_EXERCISE INPUT_:
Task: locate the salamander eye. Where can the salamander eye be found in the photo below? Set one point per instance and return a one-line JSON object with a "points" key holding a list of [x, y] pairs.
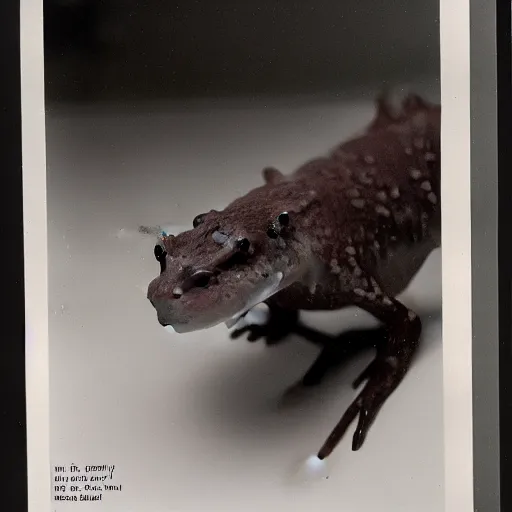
{"points": [[159, 252], [198, 219], [242, 244]]}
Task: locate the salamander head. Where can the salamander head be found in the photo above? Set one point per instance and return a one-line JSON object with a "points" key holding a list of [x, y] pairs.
{"points": [[229, 262]]}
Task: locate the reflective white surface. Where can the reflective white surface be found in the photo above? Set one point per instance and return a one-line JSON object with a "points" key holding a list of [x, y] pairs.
{"points": [[197, 422]]}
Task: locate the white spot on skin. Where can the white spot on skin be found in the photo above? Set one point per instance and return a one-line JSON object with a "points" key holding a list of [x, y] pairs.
{"points": [[415, 174], [358, 203], [432, 198], [365, 179], [382, 210]]}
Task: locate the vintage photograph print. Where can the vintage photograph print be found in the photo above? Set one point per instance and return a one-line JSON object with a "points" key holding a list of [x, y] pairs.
{"points": [[244, 236]]}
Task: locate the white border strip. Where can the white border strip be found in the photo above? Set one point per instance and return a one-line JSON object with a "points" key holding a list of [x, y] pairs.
{"points": [[36, 266], [456, 254], [455, 86]]}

_EXERCISE INSTRUCTIONS_:
Rewrite all of the records above, swapping "one point per instance" for "one point for each instance" and keeping everything else the same. Omit the pictures.

_THE REPLY_:
Task: locate the salamander eye. Where can the salamander eye be found in the photo below? Set one point for each instance and return a one-line JSON object with a "points" key holding a list of [x, y] pairs.
{"points": [[159, 252], [198, 219], [242, 244]]}
Task: locate the salamander head. Where can the salamander head be found in the photo above? Set one point for each instance and return a one-line JSON object with a "points" key holding a list of [x, y] pairs.
{"points": [[229, 262]]}
Task: locate the reflective white surface. Where can the reflective white surface be found in the photo above? Set one point for each instance and return a one-line JSON object with a "points" key holding a list of [x, y] pairs.
{"points": [[197, 422]]}
Task: locate the white spot on skin. Where can the white spot on skin be found in the photo above? Set one point for each instance and return a one-line JSON object with a "points" key holding a list of [x, y] pairs.
{"points": [[415, 174], [358, 203], [432, 198], [365, 179], [382, 210]]}
Task: locate the vintage photograph print. Where can the vintage photograph print be found in the photo above? Set one point for each instance and return a one-line JSON object with a "points" key holding a list of [x, y] pairs.
{"points": [[244, 236]]}
Task: locate the white border strip. Where can the white border strip be found in the photo above? Set one point for each instance and return a one-line JSON object with a "points" key holding a list of [x, y] pairs.
{"points": [[36, 266], [456, 254], [455, 86]]}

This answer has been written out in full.